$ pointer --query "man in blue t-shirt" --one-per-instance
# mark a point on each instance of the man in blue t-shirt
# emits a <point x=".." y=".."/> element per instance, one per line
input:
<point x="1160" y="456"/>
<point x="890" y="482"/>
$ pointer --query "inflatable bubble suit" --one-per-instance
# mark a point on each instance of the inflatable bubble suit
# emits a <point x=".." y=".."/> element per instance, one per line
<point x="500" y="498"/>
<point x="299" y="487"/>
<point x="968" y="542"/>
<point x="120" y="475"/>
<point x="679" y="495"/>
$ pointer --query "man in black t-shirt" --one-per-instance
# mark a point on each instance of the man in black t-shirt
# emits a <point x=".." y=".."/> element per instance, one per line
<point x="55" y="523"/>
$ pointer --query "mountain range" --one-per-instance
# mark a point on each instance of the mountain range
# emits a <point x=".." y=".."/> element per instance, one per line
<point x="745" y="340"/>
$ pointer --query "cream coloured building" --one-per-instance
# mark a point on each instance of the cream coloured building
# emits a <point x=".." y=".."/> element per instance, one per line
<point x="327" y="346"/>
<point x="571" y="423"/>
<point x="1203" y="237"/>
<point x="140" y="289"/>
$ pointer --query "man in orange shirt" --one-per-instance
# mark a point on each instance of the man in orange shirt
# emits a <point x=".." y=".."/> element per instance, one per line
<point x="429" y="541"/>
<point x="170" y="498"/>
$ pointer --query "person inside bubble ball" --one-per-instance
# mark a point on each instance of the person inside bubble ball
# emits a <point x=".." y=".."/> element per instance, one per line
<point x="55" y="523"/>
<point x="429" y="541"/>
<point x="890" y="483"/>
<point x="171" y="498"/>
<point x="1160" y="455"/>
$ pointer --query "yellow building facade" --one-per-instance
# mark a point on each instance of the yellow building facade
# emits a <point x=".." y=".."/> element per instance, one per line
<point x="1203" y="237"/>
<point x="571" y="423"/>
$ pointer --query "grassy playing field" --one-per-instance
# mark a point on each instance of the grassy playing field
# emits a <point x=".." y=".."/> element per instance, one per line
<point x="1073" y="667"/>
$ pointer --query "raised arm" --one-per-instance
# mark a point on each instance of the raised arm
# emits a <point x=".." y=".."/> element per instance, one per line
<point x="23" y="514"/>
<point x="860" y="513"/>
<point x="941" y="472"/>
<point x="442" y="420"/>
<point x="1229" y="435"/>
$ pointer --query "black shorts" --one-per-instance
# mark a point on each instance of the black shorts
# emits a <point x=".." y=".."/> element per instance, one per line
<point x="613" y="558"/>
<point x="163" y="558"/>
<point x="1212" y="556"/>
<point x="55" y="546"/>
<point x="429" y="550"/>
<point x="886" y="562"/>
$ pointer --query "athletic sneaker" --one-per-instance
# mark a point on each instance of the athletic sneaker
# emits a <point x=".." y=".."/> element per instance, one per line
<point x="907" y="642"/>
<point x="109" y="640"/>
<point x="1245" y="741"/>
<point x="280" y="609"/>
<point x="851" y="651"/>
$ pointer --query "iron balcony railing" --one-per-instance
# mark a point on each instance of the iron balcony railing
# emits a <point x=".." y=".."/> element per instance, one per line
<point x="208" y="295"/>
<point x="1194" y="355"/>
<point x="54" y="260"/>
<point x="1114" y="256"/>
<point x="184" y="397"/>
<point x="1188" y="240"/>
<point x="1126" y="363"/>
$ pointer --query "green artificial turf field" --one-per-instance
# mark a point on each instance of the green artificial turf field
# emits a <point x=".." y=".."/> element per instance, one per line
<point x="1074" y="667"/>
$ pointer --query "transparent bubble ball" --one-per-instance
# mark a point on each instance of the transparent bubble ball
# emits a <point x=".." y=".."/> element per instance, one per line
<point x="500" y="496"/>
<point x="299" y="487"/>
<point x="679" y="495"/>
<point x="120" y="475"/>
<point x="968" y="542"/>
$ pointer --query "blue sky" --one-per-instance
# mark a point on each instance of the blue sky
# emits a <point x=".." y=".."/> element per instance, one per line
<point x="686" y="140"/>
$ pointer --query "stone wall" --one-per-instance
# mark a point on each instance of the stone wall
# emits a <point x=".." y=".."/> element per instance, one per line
----------
EXERCISE —
Count the lines of the records above that contain the word "grassy". Give only the number.

SOLUTION BELOW —
2